• PAGE EXTRACT:

I tried to drink more, but it was too late. I went back to trying to pee and for the rest of the ride, the result was always the same, so painful I had to stop. I made the second lap and headed back out on the third, but I didn't push as hard with the wind at my back the way I had the first two times. I wanted to be strong coming in, get in the port-a-let with a bottle of water, and get the hell out on the run.
I kept up with the food and the gatorade or water and made it out to the turn on last time. On the way out a guy passed me (for no reason I could tell) on the right, even though there was one bike width between me and a bridge and a ton of room on my left. I gave him a piece of my mind, but I let him go instead of chasing him down. I felt a little worried about the peeing thing because I knew it meant my electrolytes were not right and I was dehydrated, but I had a decent third lap. The wind was stronger on that lap than the others, and the entire ride in to Tempe, even though it was my slowest lap, I was passing and dropping people. By the casino, people were going maybe 10 miles an hour. It was as bad a wind as anything I'd seen.

• REQUEST 1:
List every place or structure that the race account mentions.
• REQUEST 2:
Print the part of the race account that opens with the words containing "I tried to drink" and closes with "on the run.".

• MATERIAL PROVIDED:
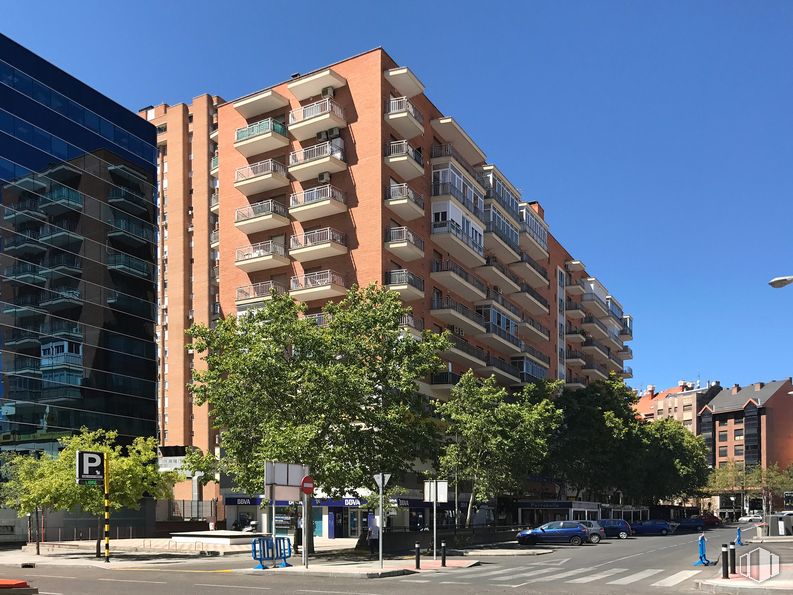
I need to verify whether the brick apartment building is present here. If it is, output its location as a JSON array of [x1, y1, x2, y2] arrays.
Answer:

• FULL SOLUTION 1:
- the port-a-let
- the turn
- a bridge
- Tempe
- the casino

• FULL SOLUTION 2:
I tried to drink more, but it was too late. I went back to trying to pee and for the rest of the ride, the result was always the same, so painful I had to stop. I made the second lap and headed back out on the third, but I didn't push as hard with the wind at my back the way I had the first two times. I wanted to be strong coming in, get in the port-a-let with a bottle of water, and get the hell out on the run.